**TASKS TO CARRY OUT**
**a.** Reproduce the meteorite entry word for word between "This is 1 of" and "chondrite (CM2, anomalous)", inclusive.
**b.** In the meteorite entry, on what date did the Diepenveen stone fall?

== EXTRACT TO READ

Abbreviation: There is no official abbreviation for this meteorite.
Observed fall: Yes, probable fall
Year of probable fall: 1873
Country: Netherlands
Mass:help 68.4 g
Classification
  history:
Meteoritical Bulletin:  MB 104  (2015)  CM2-an
Recommended:  CM2-an    [explanation]

This is 1 of 3 approved meteorites classified as CM2-an.   [show all]
Search for other: Carbonaceous chondrites, Carbonaceous chondrites (type 2), CM chondrites, and CM-CO clan chondrites
Comments: Approved 31 Dec 2015
Writeuphelp
Writeup from MB 104:

Diepenveen        52° 17' 35"N,  6° 7' 30"E

Overijssel, Netherlands

Probable fall: 1873

Classification: Carbonaceous chondrite (CM2, anomalous)

History: (M. Langbroek, Naturalis and DMS, N. de Kort, KNVWS): A single 68-g stone in private ownership of Mrs. Leida Kiers was recognized as a meteorite by retired Royal Eise Eisinga director Henk Nieuwenhuis in 2012. A late 19th century handwritten card signed by D. H. Te Wechel, son of the 1873 Diepenveen village teacher, is preserved with the meteorite. It describes how the meteorite fell on 27 October 1873, near 3 pm local time, in an agricultural field near Diepenveen village. It fell near farmhand A. Bos and his wife, who reportedly recovered it within minutes of the fall. The owner of the land is mentioned as J. W. Ilsinck, allowing to trace the fall location to within a few hundred meters through historic archives. The meteorite entered the curiosity collection of the Rijks Hogere Burgerschool (Higher Civilian State School) of Deventer shortly after the fall and resided there for over a century. When the school permanently closed down in the 1970s, the meteorite and accompanying documentation were rescued from destruction by a teacher, Mr. Jager. After his death, it entered the private rock collection of Mrs. Kiers, who donated the meteorite to NBC in October 2013. All persons and places mentioned have been traced in historical archives.

====
== AVAILABLE DATA

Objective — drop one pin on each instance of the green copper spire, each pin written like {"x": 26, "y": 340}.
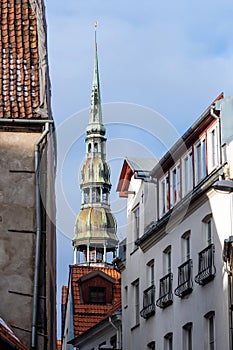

====

**RESPONSES PER TASK**
**a.**
This is 1 of 3 approved meteorites classified as CM2-an.   [show all]
Search for other: Carbonaceous chondrites, Carbonaceous chondrites (type 2), CM chondrites, and CM-CO clan chondrites
Comments: Approved 31 Dec 2015
Writeuphelp
Writeup from MB 104:

Diepenveen        52° 17' 35"N,  6° 7' 30"E

Overijssel, Netherlands

Probable fall: 1873

Classification: Carbonaceous chondrite (CM2, anomalous)

**b.** 27 October 1873.